SUPPLIED TEXT:
A group of researchers led by YAMAMOTO Hirofumi (Associate Professor, Department of Gastroenterological Surgery, Department of Surgery, Graduate School of Medicine, Osaka University) and Xin Wu (4th year doctoral program student, Department of Gastroenterological Surgery, Department of Surgery, Graduate School of Medicine, Osaka University) succeeded in making the world's smallest intravenously injectable super apatite gene delivery reagents at just 10nm, while also succeeding in accumulating nucleic acids in solid tumors with considerable efficiency.

Abstract

RNA interference (RNAi) technology is currently being tested in clinical trials for a limited number of diseases, including eye, skin, liver and kidney. However, systemic delivery of small interfering RNA (siRNA) to solid tumors has not yet been achieved in clinics. We introduce an in vivo pH-sensitive delivery system for siRNA using sonicated carbonate apatite (CA) nanoparticles, which is the smallest class of nanocarrier, sized 10nm in majority. These carriers consist simply of inorganic ions CO32-, Ca2+, and PO43-, and accumulate specifically in tumors, yet they cause no serious adverse events in mice and Cynomolgus monkeys. Intravenously administered CA-siRNA abundantly accumulated in the cytoplasm of tumor cells at 4 h, indicating quick achievement of endosomal escape. CA-survivin-siRNA induced apoptosis in HT29 tumors and significantly inhibited in vivo tumor growth of HCT116, to a greater extent than two other in vivo delivery reagents, liposome and atelocollagen.

Main novelty

RNAi technology for solid tumors, especially in systemic administration, still faces numerous hurdles. In addition to stability in the blood flow, an ideal system requires (i) quick delivery of siRNA to the tumor cells since siRNA easily gets damage, ii) sufficient cellular uptake, iii) radical endosomal escape, permitting a rapid cytoplasm diffusion. The CA system surmounted every hurdle. Owing to its distinctly innovative delivery efficiency and anti-tumor activity in vivo, we designated the sonicated small nanoparticle as super carbonate apatite. This simple, inexpensive, and highly efficient in vivo delivery system may open a new avenue in nucleotide medicine.


Figure: In a mouse subcutaneous tumor, vessels were marked in red, and nucleotides were labeled in green. With the super apatite, much more nucleotides were accumulated in tumor cells as compared to the other systemic delivery reagents.

Free-text descriptions of objects:
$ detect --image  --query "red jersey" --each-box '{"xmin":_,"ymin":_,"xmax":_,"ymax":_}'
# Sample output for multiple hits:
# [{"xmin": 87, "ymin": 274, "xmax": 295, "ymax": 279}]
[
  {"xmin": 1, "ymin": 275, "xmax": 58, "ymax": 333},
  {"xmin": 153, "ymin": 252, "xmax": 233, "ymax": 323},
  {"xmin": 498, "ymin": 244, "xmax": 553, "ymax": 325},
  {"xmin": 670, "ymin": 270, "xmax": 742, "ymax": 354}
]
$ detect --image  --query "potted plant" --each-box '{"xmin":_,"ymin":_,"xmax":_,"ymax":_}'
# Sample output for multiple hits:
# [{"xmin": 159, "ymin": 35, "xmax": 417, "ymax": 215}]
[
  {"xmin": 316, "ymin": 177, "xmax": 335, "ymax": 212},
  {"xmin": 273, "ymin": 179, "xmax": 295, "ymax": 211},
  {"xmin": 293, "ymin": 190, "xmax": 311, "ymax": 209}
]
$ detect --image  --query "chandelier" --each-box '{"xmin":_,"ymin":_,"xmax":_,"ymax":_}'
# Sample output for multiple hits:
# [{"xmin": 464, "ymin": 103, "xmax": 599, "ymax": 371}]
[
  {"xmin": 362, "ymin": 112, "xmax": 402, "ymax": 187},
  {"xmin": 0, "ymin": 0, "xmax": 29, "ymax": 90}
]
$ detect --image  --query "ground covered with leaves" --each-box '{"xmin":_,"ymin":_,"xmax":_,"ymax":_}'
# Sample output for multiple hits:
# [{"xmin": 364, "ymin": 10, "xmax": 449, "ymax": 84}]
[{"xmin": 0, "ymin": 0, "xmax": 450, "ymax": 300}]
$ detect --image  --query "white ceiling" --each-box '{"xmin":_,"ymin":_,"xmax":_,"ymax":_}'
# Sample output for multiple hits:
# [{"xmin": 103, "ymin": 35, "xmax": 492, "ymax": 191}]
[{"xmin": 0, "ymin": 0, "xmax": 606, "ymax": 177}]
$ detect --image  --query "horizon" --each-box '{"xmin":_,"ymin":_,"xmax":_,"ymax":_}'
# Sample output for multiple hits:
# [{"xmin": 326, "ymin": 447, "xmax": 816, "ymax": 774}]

WORK INSTRUCTIONS:
Rewrite the part of the super apatite text starting at "A group of researchers" and ending at "with considerable efficiency.", with "researchers" changed to "scientists".

RESPONSE TO THIS TASK:
A group of scientists led by YAMAMOTO Hirofumi (Associate Professor, Department of Gastroenterological Surgery, Department of Surgery, Graduate School of Medicine, Osaka University) and Xin Wu (4th year doctoral program student, Department of Gastroenterological Surgery, Department of Surgery, Graduate School of Medicine, Osaka University) succeeded in making the world's smallest intravenously injectable super apatite gene delivery reagents at just 10nm, while also succeeding in accumulating nucleic acids in solid tumors with considerable efficiency.